▶ [EXTRAIT PRÉSENTÉ]

Paul Doumer et Albert Lebrun
sont les deux derniers Présidents de la III ème République que nous
allons évoquer dans ce billet. La crise, partie des Etats Unis, frappe
toutes les économies du monde et génère instabilité politique et misère
sociale. Particulièrement en Europe. Les régimes démocratiques, parfois
corrompus et inefficaces, accusés de faire "le lit du communisme", sont
violemment remis en cause par les différents nationalismes. La III ème
République allait s'éteindre sous les bombes allemandes, victime de sa
propre impuissance et de la volonté du gouvernement collaborationniste
de Vichy de mettre à bas la "gueuse", pour reprendre une expression
chère aux partisans de l'Action Française de Charles Maurras.
Paul DOUMER |
Paul DOUMER: 1857 - 1932. Président de 13 juin 1931 - 6 mai 1932.

▶ [DONNÉES BRUTES]
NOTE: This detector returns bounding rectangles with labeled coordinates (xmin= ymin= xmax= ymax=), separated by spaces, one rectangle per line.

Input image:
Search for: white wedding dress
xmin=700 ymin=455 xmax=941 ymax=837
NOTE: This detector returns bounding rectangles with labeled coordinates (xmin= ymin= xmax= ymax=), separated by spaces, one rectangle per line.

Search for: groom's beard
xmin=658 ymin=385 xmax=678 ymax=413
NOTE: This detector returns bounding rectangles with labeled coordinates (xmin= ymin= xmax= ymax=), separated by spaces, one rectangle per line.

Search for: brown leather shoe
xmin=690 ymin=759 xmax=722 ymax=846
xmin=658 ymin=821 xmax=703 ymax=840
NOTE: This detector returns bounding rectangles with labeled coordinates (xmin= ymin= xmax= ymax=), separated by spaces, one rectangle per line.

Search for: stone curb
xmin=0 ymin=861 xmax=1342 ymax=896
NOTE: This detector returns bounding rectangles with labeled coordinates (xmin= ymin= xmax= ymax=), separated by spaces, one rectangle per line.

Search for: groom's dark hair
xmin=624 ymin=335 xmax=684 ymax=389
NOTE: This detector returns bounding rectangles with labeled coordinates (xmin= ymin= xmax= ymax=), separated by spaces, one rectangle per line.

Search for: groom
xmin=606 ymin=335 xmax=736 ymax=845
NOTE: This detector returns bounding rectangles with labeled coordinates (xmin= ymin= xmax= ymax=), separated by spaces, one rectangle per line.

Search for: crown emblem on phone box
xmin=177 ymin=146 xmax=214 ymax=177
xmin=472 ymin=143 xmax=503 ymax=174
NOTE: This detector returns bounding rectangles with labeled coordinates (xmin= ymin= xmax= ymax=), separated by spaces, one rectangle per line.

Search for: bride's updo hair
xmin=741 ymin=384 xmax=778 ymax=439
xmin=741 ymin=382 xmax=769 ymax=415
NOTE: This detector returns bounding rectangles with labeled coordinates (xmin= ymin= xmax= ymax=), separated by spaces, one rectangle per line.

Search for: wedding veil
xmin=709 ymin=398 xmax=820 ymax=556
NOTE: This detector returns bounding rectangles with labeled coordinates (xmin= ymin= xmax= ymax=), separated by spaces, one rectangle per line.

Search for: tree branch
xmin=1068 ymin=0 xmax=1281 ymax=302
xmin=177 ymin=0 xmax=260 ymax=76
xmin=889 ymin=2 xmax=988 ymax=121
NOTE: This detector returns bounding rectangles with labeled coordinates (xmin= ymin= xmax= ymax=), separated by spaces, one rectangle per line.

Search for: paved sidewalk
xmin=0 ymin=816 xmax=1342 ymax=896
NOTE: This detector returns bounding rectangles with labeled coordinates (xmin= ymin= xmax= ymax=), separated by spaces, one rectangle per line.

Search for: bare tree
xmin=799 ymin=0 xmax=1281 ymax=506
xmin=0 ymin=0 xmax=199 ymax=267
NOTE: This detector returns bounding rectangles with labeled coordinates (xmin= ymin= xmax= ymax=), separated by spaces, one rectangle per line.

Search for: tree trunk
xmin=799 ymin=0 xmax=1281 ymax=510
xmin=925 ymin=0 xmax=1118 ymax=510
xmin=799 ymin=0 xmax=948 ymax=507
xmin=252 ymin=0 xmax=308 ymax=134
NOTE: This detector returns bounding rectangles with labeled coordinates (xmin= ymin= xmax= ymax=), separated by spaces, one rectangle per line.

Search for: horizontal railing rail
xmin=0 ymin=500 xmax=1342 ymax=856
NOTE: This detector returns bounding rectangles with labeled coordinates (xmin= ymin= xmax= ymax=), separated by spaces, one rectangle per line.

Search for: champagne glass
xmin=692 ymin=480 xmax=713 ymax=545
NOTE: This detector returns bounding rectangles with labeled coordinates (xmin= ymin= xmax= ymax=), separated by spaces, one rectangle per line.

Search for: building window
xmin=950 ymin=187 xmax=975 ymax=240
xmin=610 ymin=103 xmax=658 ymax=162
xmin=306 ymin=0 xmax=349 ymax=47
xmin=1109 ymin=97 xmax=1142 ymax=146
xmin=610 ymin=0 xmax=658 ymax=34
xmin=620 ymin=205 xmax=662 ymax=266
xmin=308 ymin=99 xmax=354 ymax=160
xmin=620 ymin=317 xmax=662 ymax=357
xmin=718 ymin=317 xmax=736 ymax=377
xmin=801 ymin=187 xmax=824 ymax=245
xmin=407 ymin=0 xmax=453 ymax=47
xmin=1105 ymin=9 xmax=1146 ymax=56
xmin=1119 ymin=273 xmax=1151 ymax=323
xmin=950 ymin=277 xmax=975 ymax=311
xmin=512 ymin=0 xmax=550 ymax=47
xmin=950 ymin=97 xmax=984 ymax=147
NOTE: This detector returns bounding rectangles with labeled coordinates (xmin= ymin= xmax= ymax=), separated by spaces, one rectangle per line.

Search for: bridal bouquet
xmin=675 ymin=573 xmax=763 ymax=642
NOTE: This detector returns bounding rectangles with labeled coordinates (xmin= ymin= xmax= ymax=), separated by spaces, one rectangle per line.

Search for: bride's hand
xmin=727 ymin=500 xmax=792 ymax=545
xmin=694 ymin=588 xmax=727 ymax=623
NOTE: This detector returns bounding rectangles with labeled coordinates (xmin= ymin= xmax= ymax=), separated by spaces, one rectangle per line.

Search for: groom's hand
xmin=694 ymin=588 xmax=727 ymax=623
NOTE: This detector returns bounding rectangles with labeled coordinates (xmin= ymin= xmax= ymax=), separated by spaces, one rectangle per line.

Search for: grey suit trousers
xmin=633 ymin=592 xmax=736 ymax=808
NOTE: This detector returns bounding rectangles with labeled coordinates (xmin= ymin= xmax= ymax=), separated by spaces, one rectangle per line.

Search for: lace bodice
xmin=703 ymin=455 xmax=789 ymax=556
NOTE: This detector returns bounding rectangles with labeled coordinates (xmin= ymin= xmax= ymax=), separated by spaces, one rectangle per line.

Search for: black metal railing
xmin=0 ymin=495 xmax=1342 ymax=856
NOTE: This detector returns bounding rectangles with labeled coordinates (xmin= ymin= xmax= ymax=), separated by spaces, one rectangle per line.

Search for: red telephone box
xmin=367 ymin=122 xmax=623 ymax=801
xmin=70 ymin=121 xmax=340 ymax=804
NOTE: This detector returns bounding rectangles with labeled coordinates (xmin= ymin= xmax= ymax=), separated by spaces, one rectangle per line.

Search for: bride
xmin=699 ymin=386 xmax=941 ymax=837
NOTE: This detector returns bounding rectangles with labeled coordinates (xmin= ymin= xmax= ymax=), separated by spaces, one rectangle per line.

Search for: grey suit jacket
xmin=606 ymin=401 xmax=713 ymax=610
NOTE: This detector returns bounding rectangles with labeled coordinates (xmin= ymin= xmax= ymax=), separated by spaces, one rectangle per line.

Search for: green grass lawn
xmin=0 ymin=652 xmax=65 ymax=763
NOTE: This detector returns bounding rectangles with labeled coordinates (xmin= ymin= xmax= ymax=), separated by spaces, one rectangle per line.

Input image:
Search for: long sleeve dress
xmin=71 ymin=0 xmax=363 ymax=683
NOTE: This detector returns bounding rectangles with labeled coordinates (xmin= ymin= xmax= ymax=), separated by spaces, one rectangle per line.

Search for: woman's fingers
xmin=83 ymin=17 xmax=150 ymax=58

▶ [OBJECTIF] Dans l'extrait sur Paul Doumer et Albert Lebrun, recopiez sans rien changer le passage qui va de «Paul Doumer et» à «de Charles Maurras.».

▶ [RÉPONSE COMPLÈTE]
Paul Doumer et Albert Lebrun
sont les deux derniers Présidents de la III ème République que nous
allons évoquer dans ce billet. La crise, partie des Etats Unis, frappe
toutes les économies du monde et génère instabilité politique et misère
sociale. Particulièrement en Europe. Les régimes démocratiques, parfois
corrompus et inefficaces, accusés de faire "le lit du communisme", sont
violemment remis en cause par les différents nationalismes. La III ème
République allait s'éteindre sous les bombes allemandes, victime de sa
propre impuissance et de la volonté du gouvernement collaborationniste
de Vichy de mettre à bas la "gueuse", pour reprendre une expression
chère aux partisans de l'Action Française de Charles Maurras.